**EXCERPTED PASSAGE:**

Will audio gear be ok in unheated house


I have a cottage.   I drain the pipes and the house is left unheated over the winter.  I have been taking my audio gear home (except for the speakers)  when I leave in the fall  for theft worries, but  mostly because I am not sure  the equipment will be OK in an unheated house in an often damp environment until the late spring when I return.

It is a pain taking it back and forth and I would prefer to leave it there.  Maybe in garbage bags with some bags of dessicant in the garbage bags.

Anybody have any experience with this.  I have been unable to find a good answer searching the web.

 

Thanks

peipaul

Showing 2 responses by coralkong

It will be fine.

They make moisture absorbtion media (comes in a small bucket) that people use in boats when they over-winter (shrink-wrap) their vessels. Certainly an option. Google "DampRid".

I’d look into that, but your plan with sealing the equipment up with a dessicant inside would also work.

Just let the equipment fully warm up prior to use.

 

 

I own and rent cottages in one of the most inhospitable temperature-wise places in the US. Temps regularly hit -20F in the winter.

**DATASET ENTRIES:**

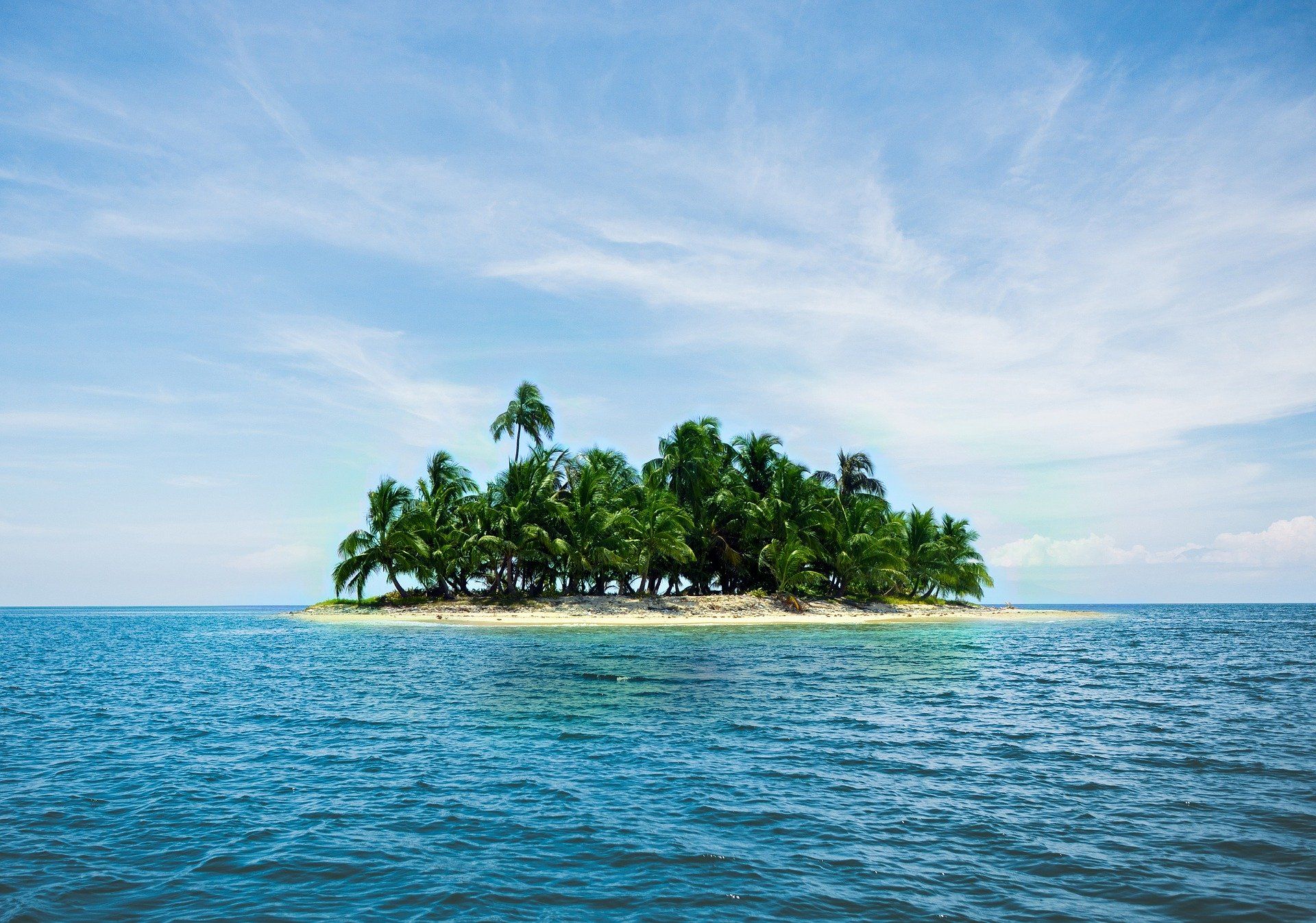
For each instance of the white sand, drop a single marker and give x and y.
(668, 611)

==

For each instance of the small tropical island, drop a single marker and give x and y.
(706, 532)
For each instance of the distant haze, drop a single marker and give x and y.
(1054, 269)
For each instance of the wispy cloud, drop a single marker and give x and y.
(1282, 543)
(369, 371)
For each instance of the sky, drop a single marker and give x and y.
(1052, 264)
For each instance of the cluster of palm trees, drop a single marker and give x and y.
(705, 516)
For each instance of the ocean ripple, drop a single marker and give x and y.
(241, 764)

**REQUESTS:**
1 > Please repeat, word for word, the part of the forum thread on audio gear in an unheated house that runs from "It will be fine." down to "would also work.".
2 > Continue the forum thread on audio gear in an unheated house, starting after its last sentence.

**THE RESULTS:**
1 >
It will be fine.

They make moisture absorbtion media (comes in a small bucket) that people use in boats when they over-winter (shrink-wrap) their vessels. Certainly an option. Google "DampRid".

I’d look into that, but your plan with sealing the equipment up with a dessicant inside would also work.

2 >
I also own a house (that I occupy) on the property.

I have left lots of equipment out in the barn over the winter. Obviously not my high-end stuff, but lots of CD players, extra preamps, as well as TVs, spare electronics for both the main house, as well as the cottages.

I've also owned boats which had lots of expensive electronic equipment in them (radar, GPS, radios, depthfinders, etc...).

All have been fine over the winters, just let them acclimate before turning them on.

Do NOT put your stuff in a closed closet with a space-heater and leave it unattended. The light-bulb thing (incandescent) is fine (I used to do it in the bilge of my boats, mostly to keep the bilge pumps from feezing up), but that's only going to do so much if the temps REALLY drop.

You state you've been leaving your speakers over-winter there, so no need to worry about the finish on them (cracking veneer, or what-have-you).

I have lots of direct experience with this very subject. Take my word for it, you'll be fine. Manufacturers ship their equipment sealed in plastic bags with silica gel packets as a desiccant. That equipment usually crosses the ocean on a freighter or in the unheated cargo hold of an airplane.

You'll be fine.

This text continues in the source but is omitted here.